▶ [Task material]:
-----
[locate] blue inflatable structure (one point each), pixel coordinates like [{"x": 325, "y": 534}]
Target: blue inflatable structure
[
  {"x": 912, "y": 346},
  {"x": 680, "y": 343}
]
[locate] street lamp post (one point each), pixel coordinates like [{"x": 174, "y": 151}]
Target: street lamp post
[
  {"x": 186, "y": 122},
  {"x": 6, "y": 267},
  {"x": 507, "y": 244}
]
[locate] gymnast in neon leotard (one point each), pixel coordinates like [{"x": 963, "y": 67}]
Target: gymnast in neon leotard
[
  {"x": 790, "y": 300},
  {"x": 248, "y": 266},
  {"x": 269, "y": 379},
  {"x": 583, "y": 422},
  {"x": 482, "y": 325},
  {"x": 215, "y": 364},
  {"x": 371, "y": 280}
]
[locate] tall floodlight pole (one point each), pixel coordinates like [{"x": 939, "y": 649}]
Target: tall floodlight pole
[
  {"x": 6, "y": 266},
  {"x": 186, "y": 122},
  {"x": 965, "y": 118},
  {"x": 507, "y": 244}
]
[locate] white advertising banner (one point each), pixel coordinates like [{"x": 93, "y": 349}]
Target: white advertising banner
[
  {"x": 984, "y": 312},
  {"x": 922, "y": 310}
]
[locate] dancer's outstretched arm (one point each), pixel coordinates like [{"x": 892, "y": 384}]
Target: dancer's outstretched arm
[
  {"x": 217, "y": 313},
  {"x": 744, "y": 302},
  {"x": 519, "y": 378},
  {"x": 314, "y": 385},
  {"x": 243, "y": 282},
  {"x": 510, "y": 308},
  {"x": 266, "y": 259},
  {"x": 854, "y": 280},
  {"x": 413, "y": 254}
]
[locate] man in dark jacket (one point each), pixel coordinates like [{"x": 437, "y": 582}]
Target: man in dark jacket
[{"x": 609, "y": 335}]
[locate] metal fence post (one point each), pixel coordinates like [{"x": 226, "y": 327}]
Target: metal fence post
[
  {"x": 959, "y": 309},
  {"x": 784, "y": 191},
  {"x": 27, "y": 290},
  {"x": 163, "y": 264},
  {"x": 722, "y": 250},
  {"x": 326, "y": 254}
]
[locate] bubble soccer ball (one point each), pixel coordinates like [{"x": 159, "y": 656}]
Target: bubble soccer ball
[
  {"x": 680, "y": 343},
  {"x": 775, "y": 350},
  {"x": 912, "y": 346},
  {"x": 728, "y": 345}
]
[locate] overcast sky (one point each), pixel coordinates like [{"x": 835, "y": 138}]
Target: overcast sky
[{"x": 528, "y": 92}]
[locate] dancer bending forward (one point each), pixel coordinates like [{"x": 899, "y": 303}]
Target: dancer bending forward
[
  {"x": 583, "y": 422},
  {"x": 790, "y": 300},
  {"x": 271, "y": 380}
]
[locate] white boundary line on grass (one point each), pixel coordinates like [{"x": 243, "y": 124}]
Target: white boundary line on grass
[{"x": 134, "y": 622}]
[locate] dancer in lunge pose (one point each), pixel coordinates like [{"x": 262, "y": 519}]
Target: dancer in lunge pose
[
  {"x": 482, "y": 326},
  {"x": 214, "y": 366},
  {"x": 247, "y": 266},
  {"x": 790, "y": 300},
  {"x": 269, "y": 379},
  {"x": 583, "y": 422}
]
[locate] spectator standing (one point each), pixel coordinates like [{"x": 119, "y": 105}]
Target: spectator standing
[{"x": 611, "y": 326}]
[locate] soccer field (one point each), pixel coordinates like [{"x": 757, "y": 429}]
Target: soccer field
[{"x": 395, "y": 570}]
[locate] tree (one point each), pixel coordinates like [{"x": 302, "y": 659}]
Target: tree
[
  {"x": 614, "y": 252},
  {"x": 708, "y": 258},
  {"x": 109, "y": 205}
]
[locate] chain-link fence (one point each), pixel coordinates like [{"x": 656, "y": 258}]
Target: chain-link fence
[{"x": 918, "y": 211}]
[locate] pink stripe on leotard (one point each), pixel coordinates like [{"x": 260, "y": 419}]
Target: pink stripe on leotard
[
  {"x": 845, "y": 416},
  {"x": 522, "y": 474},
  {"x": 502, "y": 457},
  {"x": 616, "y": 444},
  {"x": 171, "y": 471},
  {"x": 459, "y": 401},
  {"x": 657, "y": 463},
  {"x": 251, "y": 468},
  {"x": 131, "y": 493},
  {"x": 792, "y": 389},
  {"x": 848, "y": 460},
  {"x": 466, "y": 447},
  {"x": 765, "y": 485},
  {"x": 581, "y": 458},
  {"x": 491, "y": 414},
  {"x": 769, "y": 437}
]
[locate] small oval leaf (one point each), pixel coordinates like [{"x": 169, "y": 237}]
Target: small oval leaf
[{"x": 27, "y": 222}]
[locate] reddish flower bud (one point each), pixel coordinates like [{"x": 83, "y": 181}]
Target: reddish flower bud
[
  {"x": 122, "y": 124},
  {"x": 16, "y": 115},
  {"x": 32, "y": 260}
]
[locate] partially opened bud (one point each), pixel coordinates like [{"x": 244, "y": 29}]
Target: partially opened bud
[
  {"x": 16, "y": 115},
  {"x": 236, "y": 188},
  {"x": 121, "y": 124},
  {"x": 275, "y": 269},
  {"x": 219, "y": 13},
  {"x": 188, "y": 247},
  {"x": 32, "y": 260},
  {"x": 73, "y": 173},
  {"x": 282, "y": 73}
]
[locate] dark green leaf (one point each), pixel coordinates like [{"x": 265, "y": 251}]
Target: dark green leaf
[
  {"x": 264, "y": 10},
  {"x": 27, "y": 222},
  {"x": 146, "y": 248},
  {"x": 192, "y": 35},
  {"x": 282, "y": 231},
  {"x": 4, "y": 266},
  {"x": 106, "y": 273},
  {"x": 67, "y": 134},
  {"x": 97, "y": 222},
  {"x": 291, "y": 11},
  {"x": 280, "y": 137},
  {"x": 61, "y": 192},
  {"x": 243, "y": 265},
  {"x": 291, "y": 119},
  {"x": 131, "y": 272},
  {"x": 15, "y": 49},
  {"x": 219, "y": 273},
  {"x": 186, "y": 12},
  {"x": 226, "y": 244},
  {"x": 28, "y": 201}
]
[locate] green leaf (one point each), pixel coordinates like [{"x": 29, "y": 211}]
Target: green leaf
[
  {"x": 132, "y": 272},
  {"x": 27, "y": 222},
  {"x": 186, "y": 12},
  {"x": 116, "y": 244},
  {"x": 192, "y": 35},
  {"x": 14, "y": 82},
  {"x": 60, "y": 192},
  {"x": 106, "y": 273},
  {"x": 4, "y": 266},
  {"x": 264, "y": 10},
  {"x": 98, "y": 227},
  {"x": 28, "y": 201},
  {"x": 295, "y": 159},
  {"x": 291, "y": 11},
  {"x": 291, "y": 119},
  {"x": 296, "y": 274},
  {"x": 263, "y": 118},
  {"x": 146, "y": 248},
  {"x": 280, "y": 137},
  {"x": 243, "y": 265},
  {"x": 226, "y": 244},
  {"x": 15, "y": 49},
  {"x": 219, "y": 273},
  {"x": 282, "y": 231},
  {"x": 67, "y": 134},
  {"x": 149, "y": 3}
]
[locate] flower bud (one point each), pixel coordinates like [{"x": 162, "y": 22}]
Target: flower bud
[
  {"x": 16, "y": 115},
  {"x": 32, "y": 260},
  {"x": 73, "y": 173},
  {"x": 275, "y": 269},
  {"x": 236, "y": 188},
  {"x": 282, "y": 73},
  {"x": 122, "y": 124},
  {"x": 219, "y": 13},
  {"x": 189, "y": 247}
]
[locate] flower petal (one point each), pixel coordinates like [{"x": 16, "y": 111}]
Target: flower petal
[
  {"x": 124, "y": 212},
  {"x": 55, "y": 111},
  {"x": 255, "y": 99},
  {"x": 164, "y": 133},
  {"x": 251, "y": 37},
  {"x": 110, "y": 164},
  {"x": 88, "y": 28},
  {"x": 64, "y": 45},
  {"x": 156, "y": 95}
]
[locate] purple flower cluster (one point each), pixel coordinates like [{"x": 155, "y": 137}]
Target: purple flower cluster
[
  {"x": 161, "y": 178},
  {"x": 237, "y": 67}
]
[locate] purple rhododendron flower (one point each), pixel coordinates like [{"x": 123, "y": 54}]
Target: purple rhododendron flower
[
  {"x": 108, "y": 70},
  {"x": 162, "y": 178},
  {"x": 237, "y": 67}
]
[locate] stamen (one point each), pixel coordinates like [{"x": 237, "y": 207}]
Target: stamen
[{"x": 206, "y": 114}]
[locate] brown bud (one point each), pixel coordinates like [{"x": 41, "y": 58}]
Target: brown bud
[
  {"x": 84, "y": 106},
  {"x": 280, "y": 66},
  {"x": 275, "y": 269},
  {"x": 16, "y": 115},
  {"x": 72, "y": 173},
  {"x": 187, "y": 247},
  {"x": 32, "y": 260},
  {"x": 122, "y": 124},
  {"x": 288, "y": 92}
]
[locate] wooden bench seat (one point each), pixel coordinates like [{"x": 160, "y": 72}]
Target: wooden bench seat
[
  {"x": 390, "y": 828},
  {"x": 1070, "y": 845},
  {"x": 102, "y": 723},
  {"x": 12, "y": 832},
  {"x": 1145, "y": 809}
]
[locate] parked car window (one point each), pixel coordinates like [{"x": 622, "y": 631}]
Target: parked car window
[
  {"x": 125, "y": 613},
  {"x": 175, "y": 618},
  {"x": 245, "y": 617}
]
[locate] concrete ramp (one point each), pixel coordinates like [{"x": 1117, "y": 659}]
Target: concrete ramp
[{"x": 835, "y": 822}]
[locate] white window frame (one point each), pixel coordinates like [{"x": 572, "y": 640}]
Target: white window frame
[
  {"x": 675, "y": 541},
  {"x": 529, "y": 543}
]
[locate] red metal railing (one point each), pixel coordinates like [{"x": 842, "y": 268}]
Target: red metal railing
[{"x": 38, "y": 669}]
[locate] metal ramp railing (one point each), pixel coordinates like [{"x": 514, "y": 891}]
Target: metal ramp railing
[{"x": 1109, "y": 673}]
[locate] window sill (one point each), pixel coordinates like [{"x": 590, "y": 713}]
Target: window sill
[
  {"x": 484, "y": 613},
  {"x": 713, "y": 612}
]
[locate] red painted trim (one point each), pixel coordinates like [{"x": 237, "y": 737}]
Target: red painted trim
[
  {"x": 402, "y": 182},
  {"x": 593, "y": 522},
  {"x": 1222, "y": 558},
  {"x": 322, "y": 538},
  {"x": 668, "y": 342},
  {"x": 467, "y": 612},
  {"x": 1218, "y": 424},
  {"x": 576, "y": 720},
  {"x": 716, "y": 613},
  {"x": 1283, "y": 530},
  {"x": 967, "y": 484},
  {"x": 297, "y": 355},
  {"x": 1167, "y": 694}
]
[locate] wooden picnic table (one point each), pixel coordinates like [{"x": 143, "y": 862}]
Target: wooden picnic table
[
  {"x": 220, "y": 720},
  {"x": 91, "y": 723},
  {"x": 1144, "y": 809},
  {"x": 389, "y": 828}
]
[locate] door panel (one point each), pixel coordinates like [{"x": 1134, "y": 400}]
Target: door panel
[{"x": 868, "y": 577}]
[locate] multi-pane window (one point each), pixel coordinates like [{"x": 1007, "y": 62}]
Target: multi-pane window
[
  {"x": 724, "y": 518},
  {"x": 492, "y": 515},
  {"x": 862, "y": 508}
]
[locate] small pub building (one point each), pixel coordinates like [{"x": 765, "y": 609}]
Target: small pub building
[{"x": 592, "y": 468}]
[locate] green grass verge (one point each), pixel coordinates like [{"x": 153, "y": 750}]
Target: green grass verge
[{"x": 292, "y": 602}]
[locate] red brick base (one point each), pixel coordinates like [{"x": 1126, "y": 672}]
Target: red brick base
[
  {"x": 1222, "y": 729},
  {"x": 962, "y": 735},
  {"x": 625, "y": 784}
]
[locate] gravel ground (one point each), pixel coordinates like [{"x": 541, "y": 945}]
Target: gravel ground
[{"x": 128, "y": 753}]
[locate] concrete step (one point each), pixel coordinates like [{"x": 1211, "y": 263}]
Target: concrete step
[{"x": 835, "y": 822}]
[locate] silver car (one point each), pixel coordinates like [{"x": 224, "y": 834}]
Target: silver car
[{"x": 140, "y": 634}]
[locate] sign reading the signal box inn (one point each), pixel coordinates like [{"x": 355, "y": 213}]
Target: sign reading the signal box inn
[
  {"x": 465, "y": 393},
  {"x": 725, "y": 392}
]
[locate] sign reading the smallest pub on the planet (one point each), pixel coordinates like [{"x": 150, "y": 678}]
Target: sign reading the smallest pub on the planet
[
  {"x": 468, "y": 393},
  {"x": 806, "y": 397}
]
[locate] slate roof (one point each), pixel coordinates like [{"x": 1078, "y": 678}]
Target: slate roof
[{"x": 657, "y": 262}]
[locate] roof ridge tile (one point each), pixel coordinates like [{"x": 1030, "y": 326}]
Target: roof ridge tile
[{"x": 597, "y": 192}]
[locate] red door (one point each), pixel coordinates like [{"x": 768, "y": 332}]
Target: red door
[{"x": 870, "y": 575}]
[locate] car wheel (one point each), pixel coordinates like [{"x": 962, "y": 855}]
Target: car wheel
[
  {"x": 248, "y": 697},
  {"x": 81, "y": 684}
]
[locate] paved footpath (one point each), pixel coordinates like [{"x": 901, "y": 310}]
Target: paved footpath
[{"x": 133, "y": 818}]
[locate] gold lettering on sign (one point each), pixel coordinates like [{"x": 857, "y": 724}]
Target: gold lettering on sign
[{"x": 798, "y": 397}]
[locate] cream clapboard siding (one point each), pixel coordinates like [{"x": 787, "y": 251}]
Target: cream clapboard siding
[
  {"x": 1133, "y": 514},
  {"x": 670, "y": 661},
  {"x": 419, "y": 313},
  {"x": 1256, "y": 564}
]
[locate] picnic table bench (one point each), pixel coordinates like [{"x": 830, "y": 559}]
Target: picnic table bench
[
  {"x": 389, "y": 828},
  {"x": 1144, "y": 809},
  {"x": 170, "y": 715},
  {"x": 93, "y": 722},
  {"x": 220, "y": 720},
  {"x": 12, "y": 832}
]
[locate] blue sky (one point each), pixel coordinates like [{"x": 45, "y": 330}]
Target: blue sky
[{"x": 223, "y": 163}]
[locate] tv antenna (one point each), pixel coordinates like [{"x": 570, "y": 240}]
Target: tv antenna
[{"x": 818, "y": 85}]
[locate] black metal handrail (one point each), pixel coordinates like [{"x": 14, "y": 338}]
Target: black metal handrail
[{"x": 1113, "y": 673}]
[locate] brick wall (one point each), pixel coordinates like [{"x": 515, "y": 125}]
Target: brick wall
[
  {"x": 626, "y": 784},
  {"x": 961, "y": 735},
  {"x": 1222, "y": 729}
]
-----
▶ [Problem]:
Starting with the line that contains "[locate] blue sky", output every line through the end of the listing above, unchanged.

▶ [Task result]:
[locate] blue sky (one point each), pixel coordinates like [{"x": 45, "y": 330}]
Target: blue sky
[{"x": 223, "y": 163}]
[locate] tv antenna (one point each), pixel coordinates like [{"x": 570, "y": 240}]
Target: tv antenna
[{"x": 818, "y": 85}]
[locate] black metal handrail (one point each), pixel coordinates like [{"x": 14, "y": 338}]
Target: black metal handrail
[{"x": 1113, "y": 673}]
[locate] brick wall (one point each), pixel coordinates like [{"x": 515, "y": 125}]
Target: brick wall
[
  {"x": 626, "y": 784},
  {"x": 961, "y": 735},
  {"x": 1222, "y": 729}
]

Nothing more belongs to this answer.